start PASSAGE
March 23, 2010
Baltimore, Md. - The 2009-2010 Loyola men's basketball season offered plenty of highlights as the team looked with one eye to the future while celebrating a senior guard who leaves Loyola with his name scattered throughout the record book.
Despite a second straight early exit from the MAAC Championship, this year's edition of the Greyhounds recorded double-digit victories for the fifth consecutive season - the first time that has happened since the program went Division I in 1981-82.
A player who was around for the last four of those seasons was Brett Harvey. The 6-1 guard concluded his Greyhounds career being a part of 62 wins over his four-year career and was the starting guard on two Loyola teams that establish marks for Division I victories.
Those wins only tell part of the story. Harvey graduates in May as he all-time leader in games played (121), 20th in career scoring (1,208), second all-time in career free-throw percentage (86.4), third in career three-point field goals made (174) and sixth all-time in assists (374). As a junior, he led all of Division I in free-throw percentage (91.0) and followed that by making 89.0 percent this season.
end PASSAGE
**DIRECTIVES:**
A – In the Loyola basketball passage, in what season did the program go Division I?
B – Print the stretch of the Loyola basketball passage from "March 23, 2010" through "I in 1981-82.".
C – Recast the paragraph of the Loyola basketball passage that begins "Those wins only tell part of the story" as a short list of Harvey's records.
start MATERIAL SUPPLIED
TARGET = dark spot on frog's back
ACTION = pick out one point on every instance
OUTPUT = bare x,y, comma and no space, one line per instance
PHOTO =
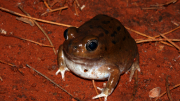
101,34
124,38
118,28
113,34
114,42
91,26
105,22
106,31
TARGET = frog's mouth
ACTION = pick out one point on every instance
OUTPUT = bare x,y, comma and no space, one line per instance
86,68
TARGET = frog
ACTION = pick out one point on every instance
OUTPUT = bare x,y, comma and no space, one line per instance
100,49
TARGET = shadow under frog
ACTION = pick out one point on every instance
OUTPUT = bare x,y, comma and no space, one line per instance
100,49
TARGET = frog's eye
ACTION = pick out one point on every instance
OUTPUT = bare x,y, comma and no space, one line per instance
66,34
91,45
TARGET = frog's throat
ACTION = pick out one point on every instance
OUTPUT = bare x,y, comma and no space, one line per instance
88,69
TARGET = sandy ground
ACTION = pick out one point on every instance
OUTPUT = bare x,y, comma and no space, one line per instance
156,59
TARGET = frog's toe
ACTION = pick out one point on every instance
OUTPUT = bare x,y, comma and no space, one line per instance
62,70
101,95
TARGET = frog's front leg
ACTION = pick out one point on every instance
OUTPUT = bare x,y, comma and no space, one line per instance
62,66
111,84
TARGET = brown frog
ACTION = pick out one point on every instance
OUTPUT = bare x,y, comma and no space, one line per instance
100,49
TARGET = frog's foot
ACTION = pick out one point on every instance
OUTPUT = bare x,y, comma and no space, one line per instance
104,93
62,70
133,68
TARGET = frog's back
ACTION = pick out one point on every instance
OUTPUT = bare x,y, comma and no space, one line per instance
119,47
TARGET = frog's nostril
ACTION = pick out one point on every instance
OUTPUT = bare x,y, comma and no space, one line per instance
75,47
85,70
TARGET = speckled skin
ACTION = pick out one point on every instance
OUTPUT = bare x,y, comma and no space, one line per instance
115,54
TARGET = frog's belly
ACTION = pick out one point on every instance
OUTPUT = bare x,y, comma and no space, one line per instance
85,71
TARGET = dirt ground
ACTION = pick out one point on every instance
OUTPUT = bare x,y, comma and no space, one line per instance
157,60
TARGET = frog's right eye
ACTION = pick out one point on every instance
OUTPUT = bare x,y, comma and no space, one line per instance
66,34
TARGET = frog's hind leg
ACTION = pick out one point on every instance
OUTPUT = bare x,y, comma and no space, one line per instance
134,66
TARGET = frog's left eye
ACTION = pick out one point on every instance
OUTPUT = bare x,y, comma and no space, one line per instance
91,45
66,34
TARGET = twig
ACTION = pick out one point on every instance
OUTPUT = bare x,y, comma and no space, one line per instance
28,40
45,3
50,22
148,40
167,89
52,82
135,85
170,42
14,66
147,36
1,79
76,8
96,89
167,32
8,63
165,4
39,28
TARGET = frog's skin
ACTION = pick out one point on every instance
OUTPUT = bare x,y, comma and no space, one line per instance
end MATERIAL SUPPLIED
**FINAL RESULTS:**
A – 1981-82

B –
March 23, 2010
Baltimore, Md. - The 2009-2010 Loyola men's basketball season offered plenty of highlights as the team looked with one eye to the future while celebrating a senior guard who leaves Loyola with his name scattered throughout the record book.
Despite a second straight early exit from the MAAC Championship, this year's edition of the Greyhounds recorded double-digit victories for the fifth consecutive season - the first time that has happened since the program went Division I in 1981-82.

C –
- All-time leader in games played (121)
- 20th in career scoring (1,208)
- Second all-time in career free-throw percentage (86.4)
- Third in career three-point field goals made (174)
- Sixth all-time in assists (374)
- Led all of Division I in free-throw percentage as a junior (91.0)
- Made 89.0 percent of free throws this season